What you have to do
Answer these questions from the text on nano-systems research:
1. Besides other research groups within the CCMS, NTU, which institute does the text name as a source of support and collaboration?
2. What wafer techniques were used to fabricate CNT-based integrated devices?
3. What was found to play an important role in the field emission performance of the emitters?

Selected text

»»

Thru strong support from and intense collaboration with other research groups within the CCMS, NTU, as well as the Institute of Atomic and Molecular Sciences, Academia Sinica, we have already established a solid foundation in research and development of novel nano-systems for next-generation optoelectronic and energy applications. Some major research achievements of the past few years are summarized below.
(1) carbon nanotubes for field emission and electrochemical energy applications
For carbon nanotubes (CNTs), significant efforts have been devoted to their functionalization and device fabrication using arrays of CNTs [Adv. Func. Mater. 12, 687 (2002)]. Si-based wafer techniques were employed for fabricating CNTs-based integrated devices such as gated and TFT-controlled field emission devices. Both vertically and horizontally configured field emitters with good mission I-V characters have been successfully demonstrated. Electron injection from the back electrodes into emitters was found to play an important role in their field emission performance [Phys. Rev. B 68, 125322 (2003)].

««

Data excerpts
»»

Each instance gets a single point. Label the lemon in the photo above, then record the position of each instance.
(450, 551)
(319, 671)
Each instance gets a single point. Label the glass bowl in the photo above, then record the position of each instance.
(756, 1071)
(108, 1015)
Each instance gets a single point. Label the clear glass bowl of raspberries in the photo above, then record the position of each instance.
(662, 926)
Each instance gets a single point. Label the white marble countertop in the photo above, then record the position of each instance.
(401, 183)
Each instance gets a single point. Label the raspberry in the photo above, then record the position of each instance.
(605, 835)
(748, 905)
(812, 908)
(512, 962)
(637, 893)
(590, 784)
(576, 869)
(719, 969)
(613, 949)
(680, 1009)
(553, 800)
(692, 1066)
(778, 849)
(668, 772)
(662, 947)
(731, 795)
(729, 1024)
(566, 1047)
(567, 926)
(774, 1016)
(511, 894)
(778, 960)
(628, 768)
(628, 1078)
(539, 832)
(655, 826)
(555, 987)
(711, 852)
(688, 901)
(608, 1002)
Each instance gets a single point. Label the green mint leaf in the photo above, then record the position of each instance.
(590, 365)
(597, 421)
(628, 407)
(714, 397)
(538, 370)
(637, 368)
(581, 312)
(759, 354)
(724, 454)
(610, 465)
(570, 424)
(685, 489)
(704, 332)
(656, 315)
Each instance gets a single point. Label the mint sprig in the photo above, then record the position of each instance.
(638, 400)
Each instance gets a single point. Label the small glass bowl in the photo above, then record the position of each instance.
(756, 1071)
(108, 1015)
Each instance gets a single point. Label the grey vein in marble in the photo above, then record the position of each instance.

««
»»

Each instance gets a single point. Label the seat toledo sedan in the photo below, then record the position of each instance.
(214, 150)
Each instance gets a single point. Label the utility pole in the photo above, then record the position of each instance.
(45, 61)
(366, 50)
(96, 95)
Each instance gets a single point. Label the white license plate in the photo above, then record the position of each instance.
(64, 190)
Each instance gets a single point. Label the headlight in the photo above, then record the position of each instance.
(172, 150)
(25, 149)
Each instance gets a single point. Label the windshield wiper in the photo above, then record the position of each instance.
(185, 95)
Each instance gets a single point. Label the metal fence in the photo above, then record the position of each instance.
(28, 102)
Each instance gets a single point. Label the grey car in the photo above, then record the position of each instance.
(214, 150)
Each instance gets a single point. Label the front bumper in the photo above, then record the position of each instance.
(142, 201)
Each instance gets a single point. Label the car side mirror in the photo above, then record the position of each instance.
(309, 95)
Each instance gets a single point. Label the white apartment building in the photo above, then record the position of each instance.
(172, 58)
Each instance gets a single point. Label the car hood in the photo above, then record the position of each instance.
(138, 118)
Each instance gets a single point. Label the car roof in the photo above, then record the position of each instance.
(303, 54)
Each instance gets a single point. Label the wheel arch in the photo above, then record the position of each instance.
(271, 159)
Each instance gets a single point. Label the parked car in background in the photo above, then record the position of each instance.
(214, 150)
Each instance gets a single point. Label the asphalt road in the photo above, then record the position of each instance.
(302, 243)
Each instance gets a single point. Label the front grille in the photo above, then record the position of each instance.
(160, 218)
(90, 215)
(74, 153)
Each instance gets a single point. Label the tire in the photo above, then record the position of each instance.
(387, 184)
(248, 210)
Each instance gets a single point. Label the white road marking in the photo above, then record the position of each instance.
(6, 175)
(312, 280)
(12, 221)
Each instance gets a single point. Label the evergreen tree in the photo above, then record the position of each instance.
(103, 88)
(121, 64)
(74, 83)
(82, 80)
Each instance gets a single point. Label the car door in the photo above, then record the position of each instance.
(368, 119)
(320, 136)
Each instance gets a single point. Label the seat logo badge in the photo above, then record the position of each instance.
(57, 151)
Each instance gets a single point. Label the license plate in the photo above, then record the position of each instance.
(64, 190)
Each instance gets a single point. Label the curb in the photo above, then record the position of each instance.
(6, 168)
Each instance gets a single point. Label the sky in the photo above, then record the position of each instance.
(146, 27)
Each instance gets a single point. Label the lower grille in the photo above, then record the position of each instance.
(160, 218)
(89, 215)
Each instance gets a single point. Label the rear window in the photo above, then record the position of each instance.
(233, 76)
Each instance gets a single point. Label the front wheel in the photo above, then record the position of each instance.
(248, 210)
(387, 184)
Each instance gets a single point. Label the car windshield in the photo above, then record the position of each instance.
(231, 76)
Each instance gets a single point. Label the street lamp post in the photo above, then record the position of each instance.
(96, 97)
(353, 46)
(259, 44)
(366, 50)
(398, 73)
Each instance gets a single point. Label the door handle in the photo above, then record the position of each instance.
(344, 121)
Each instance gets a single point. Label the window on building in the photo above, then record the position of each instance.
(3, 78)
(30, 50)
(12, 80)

««
»»

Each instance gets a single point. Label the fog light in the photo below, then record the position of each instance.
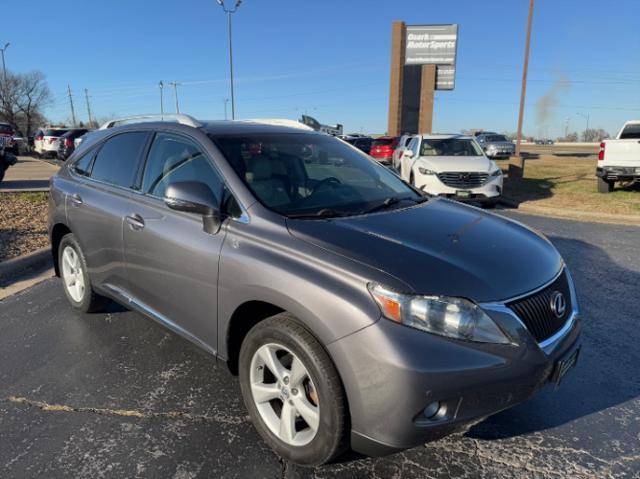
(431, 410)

««

Problem solution
1. The Institute of Atomic and Molecular Sciences, Academia Sinica.
2. Si-based wafer techniques.
3. Electron injection from the back electrodes into the emitters.